Rachel was selected by the Murrumbidgee Local Health District (MLHD) Arts Strategy Panel to transform 140m2 of space in the Wagga Wagga Rural Referral Hospital Children’s Ward into a healing and hopeful environment using graphic vinyl. The artwork allows staff, patients and visitors to step inside a giant children’s book and follow a timid malleefowl named Mallie on his adventure. Mallie’s story unfolds as you move through the ward, with animals representing doctors and nurses helping him on his journey.
Rachel drew on her own experiences as an eight-year-old in hospital for surgery and as a mother of a sick child when creating Mallie’s story. To create a healing and hopeful environment for the hospital’s youngest patients and their parents, Rachel turned to the malleefowl – an endangered native animal known for being shy and wary. Mallie begins his story feeling afraid and alone but grows to understand his new environment, mirroring the experiences of children who are treated at the hospital.
Rachel’s eye-catching and unique concept was selected by the MLHD Arts Strategy Panel and she has transformed hundreds of metres of blank canvas into a bright, geometric-inspired landscape. Staff, patients and visitors will feel at home with the vibrant colour palette, which represents the four distinct seasons experienced in region. A number of icons from the Wagga skyline are included, such as the Pavilion Hotel and the old 2WG building on Fitzmaurice Street. The artwork also reflects Rachel’s experiences growing up in the area, whether it’s the colours, seasons and landscapes or more subtle hints to enrich the story for families who will use the hospital.
_ _ _ _ _
What to produce:
Please say whether each of these statements agrees with the text about the children's ward artwork, answering yes or no and quoting the exact words that decide it. (a) The artwork in the ward was made with graphic vinyl. (b) Mallie begins his story feeling confident. (c) The old 2WG building shown in the artwork is on Fitzmaurice Street.

Information given:
_ _ _ _ _
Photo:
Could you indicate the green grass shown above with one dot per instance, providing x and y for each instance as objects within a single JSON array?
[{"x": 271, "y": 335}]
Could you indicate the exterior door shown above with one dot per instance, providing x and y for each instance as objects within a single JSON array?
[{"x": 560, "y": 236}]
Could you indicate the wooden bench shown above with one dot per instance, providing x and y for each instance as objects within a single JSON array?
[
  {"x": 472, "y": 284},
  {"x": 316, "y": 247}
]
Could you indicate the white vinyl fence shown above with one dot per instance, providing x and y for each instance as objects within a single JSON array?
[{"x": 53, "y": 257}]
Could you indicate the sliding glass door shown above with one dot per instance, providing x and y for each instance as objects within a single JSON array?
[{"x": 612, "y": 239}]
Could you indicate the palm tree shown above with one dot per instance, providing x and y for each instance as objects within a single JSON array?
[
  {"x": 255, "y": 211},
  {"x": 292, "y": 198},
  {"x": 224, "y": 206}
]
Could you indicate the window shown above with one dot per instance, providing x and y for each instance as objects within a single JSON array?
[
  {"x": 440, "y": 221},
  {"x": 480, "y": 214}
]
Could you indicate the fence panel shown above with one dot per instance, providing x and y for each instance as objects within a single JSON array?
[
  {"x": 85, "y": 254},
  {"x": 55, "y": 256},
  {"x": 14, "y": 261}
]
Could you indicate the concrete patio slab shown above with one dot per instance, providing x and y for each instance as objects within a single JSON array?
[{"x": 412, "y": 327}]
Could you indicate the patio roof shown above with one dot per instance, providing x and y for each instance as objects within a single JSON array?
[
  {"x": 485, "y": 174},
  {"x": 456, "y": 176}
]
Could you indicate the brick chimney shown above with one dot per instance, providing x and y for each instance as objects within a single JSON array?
_ _ _ _ _
Task answer:
(a) Yes: "using graphic vinyl"
(b) No: "Mallie begins his story feeling afraid and alone"
(c) Yes: "the old 2WG building on Fitzmaurice Street"